● COMPLETE THE FOLLOWING:
(A) Read the text on teacher pensions below, then decide whether each statement agrees with it. Give yes or no for each, along with the exact words from the text that settle it. (i) Pension costs for public educators rose from 11.9 to 16.7 percent of salaries between 2004 and 2012. (ii) Senior managers in large private-sector firms are usually enrolled in the same retirement plans as other employees. (iii) In Missouri, the final average salary is based on the highest five years of earnings.
(B) Write the next part of the text on teacher pensions, starting right after its final sentence.

● GIVEN TEXT:
━━━━━━━━━━━━━━━━
The School Administrator Payoff from Teacher Pensions
The “stewards” of the system benefit the most
The costs of retiree benefits for educators, including “legacy” costs from unfunded benefits for previous retirees, consume a large and growing share of public spending on K–12 education. Between 2004 and 2012, data on fringe benefits from the Bureau of Labor Statistics show that pension costs for public educators rose from 11.9 to 16.7 percent of salaries. In contrast, pension costs for professionals in private firms were relatively flat, at about 10 percent of salaries, over the same period. These gaps are likely to continue to widen as states and school districts attempt to pay down large unfunded liabilities in educators’ defined benefit (DB) pension plans. Using estimates from the pension funds themselves, the Pew Center on the States estimates that the unfunded liabilities of state and local governments for retirement benefits total roughly $1 trillion. (About half of that is school-related, since K–12 workers represent about half of state and local employment.) That trillion-dollar number, as vast as it seems, understates the seriousness of the situation. Most economists agree that the official calculations greatly underestimate the true liabilities. Estimates of the unfunded liabilities more than double if similar calculations are performed using standard methods in financial economics.
Defined benefit plans provide retirees with a guaranteed lifetime benefit, the annual value of which is typically based on number of years of service and average salary during the final years of their careers. Between 1973 and 2005, the share of private-sector workers covered by DB pensions declined substantially, from 88 to 33 percent, while the share of workers in a defined contribution (DC) plan only, e.g., a 401k or IRA, jumped from 16 to 63 percent. DB plans remain the norm in the public education sector, however, despite the fiscal problems and the weak economic rationale for mobile professionals like teachers, many of whom move out of state or out of the profession and lose much of their accumulated benefits. Furthermore, as a result of pension enhancements enacted during the stock market boom in the 1990s, the role of DB pensions in the total compensation package for public educators has become larger over time. This is a clear area where the public and private sectors are on opposite trajectories.
There are a variety of reasons DB pension plans have persisted in public education. The most obvious factor is strong teacher support. Unquestionably, teachers unions have vigorously advocated for generous DB retirement benefit plans.
A largely overlooked factor is that education administrators, the “stewards” of the system, are enrolled in the same plans as teachers. This is typically not the case in large private-sector firms, where senior managers have their own retirement benefit plans. As we document below, the rule structure in educator pension plans, combined with the career-cycle timing of teachers’ promotions into administrative positions, results in senior management in K–12 education enjoying the largest net benefits from these plans. With such high personal stakes, there is no reason to expect K–12 administrators or the organizations that represent their interests to support pension reform efforts. Yet it is these administrators who are expected to be the professional voice for the school districts that are bearing the heavy cost of employee pension benefits.
Final-Average-Salary DB Plans
The DB pension plans in which virtually all public school teachers and administrators in the United States are enrolled share the same general features. In these plans, the annual retirement payment, or annuity, is based on the product of three variables: years of service, a formula factor, and the “final average salary.” In the state of Missouri, the formula factor is 2.5 percent and the final-average-salary calculation averages the highest three years of earnings. Thus, a teacher with 30 years of experience earns 75 percent of her final average salary upon retirement. She can retire and begin collecting benefits as soon as her age and years of experience sum to 80 (“rule of 80”) or when she has 30 years in the system, whichever is sooner. In addition, there is an “early retirement” option whereby educators can retire with a reduced annuity with as little as 25 years in the system, at any age. Once retired, Missouri educators receive annual cost-of-living adjustments to their pensions up to a lifetime cap of 80 percent of final average salary. The structure of the Missouri system is broadly similar to that in other states.
━━━━━━━━━━━━━━━━
● DATA EXTRACT:
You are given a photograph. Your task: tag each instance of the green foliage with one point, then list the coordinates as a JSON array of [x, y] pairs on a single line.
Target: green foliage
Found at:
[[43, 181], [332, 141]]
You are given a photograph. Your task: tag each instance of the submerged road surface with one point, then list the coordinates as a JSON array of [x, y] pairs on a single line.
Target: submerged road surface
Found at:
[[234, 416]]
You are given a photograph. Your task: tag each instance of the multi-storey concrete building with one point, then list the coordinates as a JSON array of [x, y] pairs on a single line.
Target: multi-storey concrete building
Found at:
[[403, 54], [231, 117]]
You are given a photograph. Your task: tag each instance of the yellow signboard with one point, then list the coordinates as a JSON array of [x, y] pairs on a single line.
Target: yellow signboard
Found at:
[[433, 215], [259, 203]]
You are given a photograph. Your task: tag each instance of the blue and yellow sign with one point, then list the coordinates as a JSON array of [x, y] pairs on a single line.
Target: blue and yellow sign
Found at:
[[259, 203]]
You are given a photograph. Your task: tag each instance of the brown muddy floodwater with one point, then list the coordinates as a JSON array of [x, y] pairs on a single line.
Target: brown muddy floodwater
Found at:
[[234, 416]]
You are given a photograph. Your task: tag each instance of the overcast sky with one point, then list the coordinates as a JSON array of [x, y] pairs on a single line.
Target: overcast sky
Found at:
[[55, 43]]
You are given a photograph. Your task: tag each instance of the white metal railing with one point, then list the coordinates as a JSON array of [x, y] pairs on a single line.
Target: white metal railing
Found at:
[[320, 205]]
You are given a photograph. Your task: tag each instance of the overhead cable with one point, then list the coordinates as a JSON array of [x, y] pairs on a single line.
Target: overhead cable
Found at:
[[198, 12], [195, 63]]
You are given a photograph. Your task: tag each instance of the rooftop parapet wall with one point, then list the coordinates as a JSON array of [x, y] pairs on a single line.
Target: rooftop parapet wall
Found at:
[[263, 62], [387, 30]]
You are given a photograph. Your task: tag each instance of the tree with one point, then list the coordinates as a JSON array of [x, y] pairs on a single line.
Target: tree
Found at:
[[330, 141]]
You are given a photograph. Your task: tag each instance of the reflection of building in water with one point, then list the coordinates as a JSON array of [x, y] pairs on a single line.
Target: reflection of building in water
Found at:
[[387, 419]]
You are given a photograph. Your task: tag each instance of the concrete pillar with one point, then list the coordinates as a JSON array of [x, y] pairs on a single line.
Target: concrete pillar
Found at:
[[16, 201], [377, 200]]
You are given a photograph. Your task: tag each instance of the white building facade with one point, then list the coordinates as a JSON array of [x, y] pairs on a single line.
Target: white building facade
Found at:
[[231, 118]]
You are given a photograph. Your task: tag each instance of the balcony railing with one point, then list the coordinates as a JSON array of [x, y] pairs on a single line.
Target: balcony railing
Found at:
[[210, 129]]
━━━━━━━━━━━━━━━━
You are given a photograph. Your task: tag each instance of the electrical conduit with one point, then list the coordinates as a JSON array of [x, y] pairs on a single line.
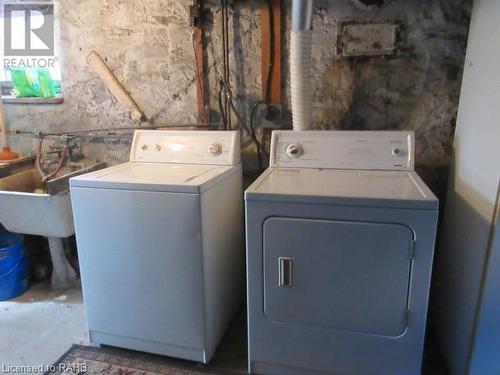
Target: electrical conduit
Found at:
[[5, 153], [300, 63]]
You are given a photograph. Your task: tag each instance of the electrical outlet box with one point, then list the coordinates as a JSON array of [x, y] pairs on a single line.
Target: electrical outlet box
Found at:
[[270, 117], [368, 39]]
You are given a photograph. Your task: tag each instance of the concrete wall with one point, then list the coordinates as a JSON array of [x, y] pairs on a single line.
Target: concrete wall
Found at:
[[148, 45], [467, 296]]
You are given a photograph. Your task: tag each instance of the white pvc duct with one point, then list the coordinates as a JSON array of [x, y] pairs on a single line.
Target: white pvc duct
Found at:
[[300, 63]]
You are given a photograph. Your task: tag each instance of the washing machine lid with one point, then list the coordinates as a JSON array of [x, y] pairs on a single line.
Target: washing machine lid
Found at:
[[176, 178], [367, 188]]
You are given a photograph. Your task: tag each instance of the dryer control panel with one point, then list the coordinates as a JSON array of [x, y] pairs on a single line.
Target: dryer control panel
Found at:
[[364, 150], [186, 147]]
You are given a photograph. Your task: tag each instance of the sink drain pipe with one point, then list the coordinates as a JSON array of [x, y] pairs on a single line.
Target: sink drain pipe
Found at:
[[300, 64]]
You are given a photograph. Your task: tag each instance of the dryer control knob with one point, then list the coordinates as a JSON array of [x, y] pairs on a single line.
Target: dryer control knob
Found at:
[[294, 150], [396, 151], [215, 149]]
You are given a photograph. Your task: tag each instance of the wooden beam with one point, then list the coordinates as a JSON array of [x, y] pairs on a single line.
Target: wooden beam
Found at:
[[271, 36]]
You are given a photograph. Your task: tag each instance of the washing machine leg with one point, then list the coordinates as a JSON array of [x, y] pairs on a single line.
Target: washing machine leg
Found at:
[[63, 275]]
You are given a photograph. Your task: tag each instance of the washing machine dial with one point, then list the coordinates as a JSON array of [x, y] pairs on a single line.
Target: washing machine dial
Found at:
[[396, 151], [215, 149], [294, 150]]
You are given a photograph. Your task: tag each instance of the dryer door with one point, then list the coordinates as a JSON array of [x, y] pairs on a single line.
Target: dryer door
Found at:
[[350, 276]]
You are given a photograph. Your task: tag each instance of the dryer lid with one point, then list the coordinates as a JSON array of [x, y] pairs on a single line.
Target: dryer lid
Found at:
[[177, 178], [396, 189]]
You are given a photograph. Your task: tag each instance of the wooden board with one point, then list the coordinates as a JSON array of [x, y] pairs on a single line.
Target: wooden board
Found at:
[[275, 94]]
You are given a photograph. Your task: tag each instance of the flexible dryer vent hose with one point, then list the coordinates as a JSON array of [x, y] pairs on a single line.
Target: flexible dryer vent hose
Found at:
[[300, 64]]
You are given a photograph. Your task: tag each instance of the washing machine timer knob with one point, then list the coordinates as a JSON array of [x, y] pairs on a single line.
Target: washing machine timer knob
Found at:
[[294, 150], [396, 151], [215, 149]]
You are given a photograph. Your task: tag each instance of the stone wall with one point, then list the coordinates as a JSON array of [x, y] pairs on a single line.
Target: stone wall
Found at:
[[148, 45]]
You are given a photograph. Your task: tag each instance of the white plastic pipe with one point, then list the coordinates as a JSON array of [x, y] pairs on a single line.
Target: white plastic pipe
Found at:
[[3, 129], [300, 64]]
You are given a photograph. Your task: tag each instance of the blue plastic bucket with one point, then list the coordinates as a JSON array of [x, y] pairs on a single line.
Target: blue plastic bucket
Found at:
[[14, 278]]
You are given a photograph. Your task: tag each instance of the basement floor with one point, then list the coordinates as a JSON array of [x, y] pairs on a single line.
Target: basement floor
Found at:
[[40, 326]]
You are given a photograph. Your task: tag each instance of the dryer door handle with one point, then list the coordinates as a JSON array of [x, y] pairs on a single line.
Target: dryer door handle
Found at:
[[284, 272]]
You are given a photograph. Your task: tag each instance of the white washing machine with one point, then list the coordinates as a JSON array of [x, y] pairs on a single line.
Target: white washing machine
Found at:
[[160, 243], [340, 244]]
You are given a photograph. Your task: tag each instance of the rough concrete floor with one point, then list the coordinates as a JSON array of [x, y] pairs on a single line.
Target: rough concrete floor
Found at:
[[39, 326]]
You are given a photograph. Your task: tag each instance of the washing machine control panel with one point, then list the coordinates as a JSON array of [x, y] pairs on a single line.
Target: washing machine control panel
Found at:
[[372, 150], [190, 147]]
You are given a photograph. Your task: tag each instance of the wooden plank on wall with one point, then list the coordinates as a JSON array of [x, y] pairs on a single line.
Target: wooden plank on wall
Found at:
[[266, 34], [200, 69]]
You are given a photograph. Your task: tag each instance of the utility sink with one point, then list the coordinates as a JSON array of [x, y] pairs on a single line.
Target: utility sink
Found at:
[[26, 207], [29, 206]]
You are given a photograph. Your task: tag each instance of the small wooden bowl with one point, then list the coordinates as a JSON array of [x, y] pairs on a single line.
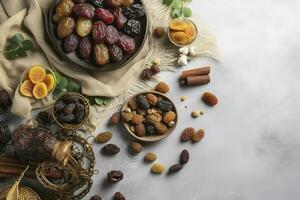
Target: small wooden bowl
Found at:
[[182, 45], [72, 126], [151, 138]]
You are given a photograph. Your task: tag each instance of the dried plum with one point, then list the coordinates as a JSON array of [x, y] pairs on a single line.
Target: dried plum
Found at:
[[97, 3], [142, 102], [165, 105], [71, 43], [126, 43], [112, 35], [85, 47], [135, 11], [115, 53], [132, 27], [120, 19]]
━━━━━━━━━━━━━━━━
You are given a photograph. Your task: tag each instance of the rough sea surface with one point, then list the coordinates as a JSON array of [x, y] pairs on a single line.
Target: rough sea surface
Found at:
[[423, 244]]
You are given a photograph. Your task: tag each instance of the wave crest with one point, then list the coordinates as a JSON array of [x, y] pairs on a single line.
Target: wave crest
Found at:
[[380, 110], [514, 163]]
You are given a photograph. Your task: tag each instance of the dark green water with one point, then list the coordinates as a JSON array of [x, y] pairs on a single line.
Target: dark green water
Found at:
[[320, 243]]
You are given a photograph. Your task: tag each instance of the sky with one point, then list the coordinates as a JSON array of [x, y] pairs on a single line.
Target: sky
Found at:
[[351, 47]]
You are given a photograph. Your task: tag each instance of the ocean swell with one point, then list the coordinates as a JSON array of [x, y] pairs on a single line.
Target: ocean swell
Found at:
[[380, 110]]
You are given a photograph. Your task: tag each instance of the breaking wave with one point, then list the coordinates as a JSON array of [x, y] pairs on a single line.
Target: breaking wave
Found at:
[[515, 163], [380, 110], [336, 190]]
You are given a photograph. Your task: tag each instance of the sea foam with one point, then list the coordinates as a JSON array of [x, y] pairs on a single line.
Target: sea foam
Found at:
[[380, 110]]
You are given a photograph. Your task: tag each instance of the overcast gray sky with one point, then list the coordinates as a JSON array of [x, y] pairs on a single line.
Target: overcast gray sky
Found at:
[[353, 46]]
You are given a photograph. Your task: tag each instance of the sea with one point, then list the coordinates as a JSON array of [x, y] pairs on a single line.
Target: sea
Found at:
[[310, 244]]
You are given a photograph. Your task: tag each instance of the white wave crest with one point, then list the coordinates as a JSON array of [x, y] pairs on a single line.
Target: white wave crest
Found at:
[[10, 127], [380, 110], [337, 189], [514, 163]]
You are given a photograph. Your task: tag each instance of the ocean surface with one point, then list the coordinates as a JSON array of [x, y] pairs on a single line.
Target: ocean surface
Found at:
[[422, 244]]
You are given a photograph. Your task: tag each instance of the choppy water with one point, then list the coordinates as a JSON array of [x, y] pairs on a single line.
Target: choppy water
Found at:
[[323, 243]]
━━━━━━━━━━━━━━━━
● RESPONSES BY TASK:
(A)
(i) Yes: "pension costs for public educators rose from 11.9 to 16.7 percent of salaries."
(ii) No: "This is typically not the case in large private-sector firms, where senior managers have their own retirement benefit plans."
(iii) No: "the final-average-salary calculation averages the highest three years of earnings."

(B)
A useful lens for understanding the incentives built into these plans is the rate of “pension wealth” accrual over the career cycle. Pension wealth is the cash value of the expected future stream of pension payments at various points in an educator’s career. The results of such calculations, using standard economic assumptions and actuarial survivor probabilities, are shown in Figure 1, where we plot the growth of pension wealth over the career cycle for a typical educator in Missouri under three different promotion scenarios, in 2012 dollars. In the first scenario the teacher begins teaching at the modal age in Missouri of 24 and remains in the classroom for her entire career. In the second scenario she moves into a principal position. In the third scenario she is further promoted into a superintendent position. The promoted individuals are identical to the baseline career teacher in terms of age at entry into teaching and initial salary; the difference is that they are promoted to these administrative posts at the median promotion age for their respective positions (age 38 for school leadership, age 45 for superintendents). Note that the most common point of entry into principal roles is from teaching, and the most common point of entry into the ranks of superintendent is from principal positions.
As an example of how the pension calculations work, consider a case in which the teacher quits and exits the system at age 35. Using the system’s benefit formula, we can compute the value of the annual annuity payment that she will receive upon retirement under this scenario, which she will be eligible to begin collecting at age 60. The number that we report on the vertical axis in Figure 1 for the age-35 teacher is the dollar value of her stream of annuity payments under this scenario, discounted because she cannot begin drawing payments for many years. Her accumulated pension wealth at age 35 is worth just under $20,000 in present discounted value.
The nearly vertical slope of the pension-wealth accrual curves leading up to age 50 shows the powerful “pull” incentives in these plans, which encourage educators to stay in their jobs. Most of the benefits accrue to educators at the end of a career. Those who quit after 10 or even 20 years amass very little in pension wealth compared to someone who works a full career. Final-average-salary DB pensions are designed to reward longevity, and Figure 1 shows that they are quite effective in this regard. They are also designed to “push” educators into retirement once they reach a certain point in their careers. The push incentive in these plans can be seen in Figure 1 by the negative slope of the pension wealth curve after the peak. Educators working past the peak are doing so for pennies on the dollar. What they gain in current income they lose in the forgone pension they would have been receiving. Not surprisingly, few teachers work for more than a few years beyond the peak.
Administrators as well as teachers are highly responsive to the retirement incentives built into these systems. Note that pension wealth for teachers and administrators peaks around the same time, when educators are in their mid-50s, as shown in Figure 1. The median retirement age (based on Missouri data from 2002 to 2007) is 56 for teachers, 55 for principals, and 56 for school superintendents. These are remarkably young retirement ages for any professional (other than police or firefighters). What is perhaps most striking are the relatively young retirement ages of principals and superintendents, less than one-quarter of whom work into their 60s. It is difficult to think of any private firms, or higher-education institutions, where top and middle management routinely retire at such young ages.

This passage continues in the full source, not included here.